**Text**

Paths To and Within Applications

One thing to be aware of, in the code of an application, is which part of a path refers to the location of the application in a server environment, and which refers to some resource within the application itself. Consider this path:

/folder/application/resource/operation

Let us say that the application was deployed in a Zope server instance inside folder and with the name application. We may then say that the path to the application is this:

/folder/application

Meanwhile, the path within the application is just this:

/resource/operation

In WebStack, we refer to this latter case - the path within the application - as the "path info".

WebStack API - Paths To Resources Within Applications

On transaction objects, the following methods exist to inspect paths to resources within applications.

get_path_info
This gets the path of a resource within an application. The path should always contain a leading / character at the very least.
An optional encoding parameter may be used to assist the process of converting the path to a Unicode object - see "Character Encodings" for more information.
get_virtual_path_info
This gets the path of a resource within a part of an application - the application itself decides the scope of the path and can set the "virtual path info" using the set_virtual_path_info method. The path should either contain a leading / character optionally followed by other characters, or an empty string.
An optional encoding parameter may be used to assist the process of converting the path to a Unicode object - see "Character Encodings" for more information.
get_processed_virtual_path_info
This gets the virtual path information which is considered to have been processed or traversed, and consists of the part of the path info which does not appear in the virtual path info. In other words, when components at the start of the virtual path info are removed, such components will appear at the end of the processed virtual path info.
An optional encoding parameter may be used to assist the process of converting the path to a Unicode object - see "Character Encodings" for more information.

Choosing the Right Path Value

Given that the path may change depending on where an application is deployed in a server environment, it may not be very easy to use when determining which resources are being requested or accessed within your application. Conversely, given that the "path info" does not mention the full path to where the resources are, it may be difficult to use that to provide references or links to those resources. Here is a summary of how you might use the different path values:

Type of information Possible uses
Path Building links to resources within an application.
Path without path infoFinding the location of the application in a server environment. (This is the path with the "path info" subtracted from the end.)
Path info Determining which resources are being accessed within an application.
Virtual path info This is an application-defined version of "path info" and is discussed below.

**Stored records**
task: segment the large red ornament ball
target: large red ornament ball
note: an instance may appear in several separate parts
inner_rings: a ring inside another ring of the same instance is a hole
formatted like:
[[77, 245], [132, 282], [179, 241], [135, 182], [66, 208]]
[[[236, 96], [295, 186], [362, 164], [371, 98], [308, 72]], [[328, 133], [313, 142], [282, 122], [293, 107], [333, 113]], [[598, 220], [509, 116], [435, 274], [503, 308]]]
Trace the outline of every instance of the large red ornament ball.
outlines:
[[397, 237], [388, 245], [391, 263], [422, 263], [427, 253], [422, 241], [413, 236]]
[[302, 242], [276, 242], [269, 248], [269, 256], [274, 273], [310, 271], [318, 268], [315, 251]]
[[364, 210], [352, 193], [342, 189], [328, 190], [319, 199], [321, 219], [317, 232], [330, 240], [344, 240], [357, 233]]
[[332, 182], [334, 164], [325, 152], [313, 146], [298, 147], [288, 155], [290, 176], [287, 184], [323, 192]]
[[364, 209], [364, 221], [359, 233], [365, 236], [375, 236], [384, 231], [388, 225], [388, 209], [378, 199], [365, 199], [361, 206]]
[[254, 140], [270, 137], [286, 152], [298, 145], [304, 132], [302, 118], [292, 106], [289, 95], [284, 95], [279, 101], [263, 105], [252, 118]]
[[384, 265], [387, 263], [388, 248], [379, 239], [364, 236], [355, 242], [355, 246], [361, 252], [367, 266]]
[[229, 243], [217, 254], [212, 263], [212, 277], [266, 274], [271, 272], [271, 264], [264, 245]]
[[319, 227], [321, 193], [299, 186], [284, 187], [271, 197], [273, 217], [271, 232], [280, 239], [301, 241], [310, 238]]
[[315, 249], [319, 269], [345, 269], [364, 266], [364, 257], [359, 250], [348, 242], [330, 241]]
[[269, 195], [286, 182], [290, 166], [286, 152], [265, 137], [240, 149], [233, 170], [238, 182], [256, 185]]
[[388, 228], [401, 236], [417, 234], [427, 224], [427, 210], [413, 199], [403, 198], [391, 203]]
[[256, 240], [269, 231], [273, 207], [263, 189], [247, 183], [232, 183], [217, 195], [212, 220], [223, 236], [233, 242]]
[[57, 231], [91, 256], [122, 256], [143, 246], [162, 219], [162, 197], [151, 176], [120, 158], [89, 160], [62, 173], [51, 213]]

**Exercise A**
List every method name that appears in the text on application paths.
**Exercise B**
Answer these from the text on application paths:
(i) What name does WebStack give to the path within the application?
(ii) What must the path returned by get_path_info always contain at the very least?
(iii) In the example, what is the path within the application?
**Exercise C**
Carry the text on application paths forward from its last line.
The items have no connection to the text on application paths.

**Task output A**
get_path_info
get_virtual_path_info
set_virtual_path_info
get_processed_virtual_path_info

**Task output B**
(i) The "path info".
(ii) A leading / character.
(iii) /resource/operation

**Task output C**
Using the Virtual Path

Although WebStack sets the "path info" so that applications know which part of themselves are being accessed, you may decide that upon processing the request, these different parts of your application should be presented with different path information. For example, in a hierarchical structure of resources, each resource might use the first part of the "path info" as an input to some kind of processing, but then have the need to remove the part they used, passing on a modified path to the other resources. For such approaches, the "virtual path info" may be used instead, since it permits modification within an application.

So starting with a virtual path like this (which would be the same as the "path info")...

/company/department/employee

...a resource might extract company from the start of the path as follows:

 # Inside a respond method...
path = trans.get_virtual_path_info() # get the virtual path
parts = path.split("/") # split the path into components - the first will be empty

Then, having processed the first non-empty part (remembering that the first part will be an empty string)...

 if len(parts) > 1: # check to see how deep we are in the path
process_something(parts[1]) # process the first non-empty part

...it will reconstruct the path, removing the processed part (but remembering to preserve a leading / character)...

 trans.set_virtual_path_info("/" + "/".join(parts[2:]))

...and hand over control to another resource which would do the same thing with the first of the other path components (department and employee), and so on.

The compelling thing about this strategy is the way that each resource would only need to take the "virtual path info" into consideration, and that each resource would believe that it is running independently from any "parent" resource. Moreover, such resources could be deployed independently and still operate in the same way without being "hardcoded" into assuming that they always reside at a particular level in a resource hierarchy.

WebStack API - Paths To Resources Within Applications

On transaction objects, the following method exists to set virtual paths within applications.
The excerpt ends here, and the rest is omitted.